▸ **Document text**:
━━━━━━

On June 21, 2016, The Medicines Company (the “Company”) completed the previously disclosed sale of three cardiovascular products, Cleviprex® (clevidipine) injectable emulsion, Kengreal® (cangrelor) and rights to Argatroban for Injection (the “ACC Products”), to Chiesi USA, Inc. (“Chiesi USA”) and its parent company Chiesi Farmaceutici S.p.A. (“Chiesi”) pursuant to the Purchase and Sale Agreement dated May 9, 2016 by and among the Company, Chiesi and Chiesi USA. At the completion of the sale, the Company received approximately $264 million in cash, which includes the value of product inventory, and may receive up to an additional $480 million in the aggregate following the achievement of certain specified calendar year net sales milestones with respect to net sales of each of Cleviprex and Kengreal. The full text of the press release issued in connection with the closing is attached hereto as Exhibit 99.1 and is incorporated herein by reference.
In connection with the completion of the sale of the ACC Products, the Company is filing as Exhibit 99.2 hereto certain pro forma financial information giving pro forma effect to the sale of the ACC Products as of the dates indicated therein.

━━━━━━

▸ **Raw data**:
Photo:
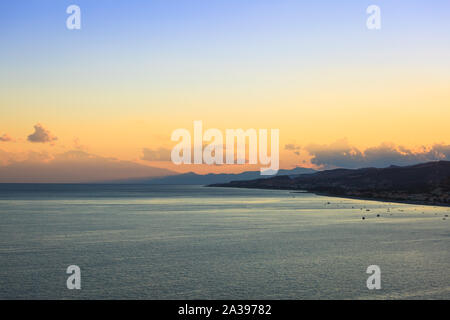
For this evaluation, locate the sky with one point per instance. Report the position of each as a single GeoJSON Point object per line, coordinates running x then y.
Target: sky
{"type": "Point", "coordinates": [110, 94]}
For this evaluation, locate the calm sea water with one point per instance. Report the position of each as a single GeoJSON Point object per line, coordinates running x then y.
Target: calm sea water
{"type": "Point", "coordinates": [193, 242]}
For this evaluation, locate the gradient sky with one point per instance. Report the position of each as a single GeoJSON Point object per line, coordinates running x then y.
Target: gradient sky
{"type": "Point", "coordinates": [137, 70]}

━━━━━━

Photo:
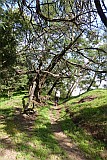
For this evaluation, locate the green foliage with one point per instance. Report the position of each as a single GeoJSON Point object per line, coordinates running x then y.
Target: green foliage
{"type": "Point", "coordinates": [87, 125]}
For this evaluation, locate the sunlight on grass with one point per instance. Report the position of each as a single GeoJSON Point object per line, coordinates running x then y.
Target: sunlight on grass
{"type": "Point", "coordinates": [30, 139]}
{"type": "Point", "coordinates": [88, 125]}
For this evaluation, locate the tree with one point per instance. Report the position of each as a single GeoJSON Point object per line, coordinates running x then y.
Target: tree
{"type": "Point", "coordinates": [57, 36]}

━━━━━━

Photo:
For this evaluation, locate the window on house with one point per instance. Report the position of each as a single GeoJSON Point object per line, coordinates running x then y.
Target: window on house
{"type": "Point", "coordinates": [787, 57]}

━━━━━━

▸ **Work to complete**:
Extend the text about The Medicines Company's sale of three cardiovascular products to Chiesi, starting after its last sentence. The rows are separate material and are not part of the text.

▸ **Answer to the problem**:
Item 9.01. Financial Statements and Exhibits.
(b) Pro forma financial information:
Attached as Exhibit 99.2 hereto and incorporated by reference are an unaudited pro forma consolidated balance sheet as of March 31, 2016 and unaudited pro forma consolidated statements of operations for the three months ended March 31, 2016 and the year ended December 31, 2015, in each case giving pro forma effect to the sale of the ACC Products.
(d) Exhibits:
99.1 Press Release dated June 21, 2016
99.2 Pro Forma Financial Information
SIGNATURE
Pursuant to the requirements of the Securities Exchange Act of 1934, the registrant has duly caused this report to be signed on its behalf by the undersigned hereunto duly authorized.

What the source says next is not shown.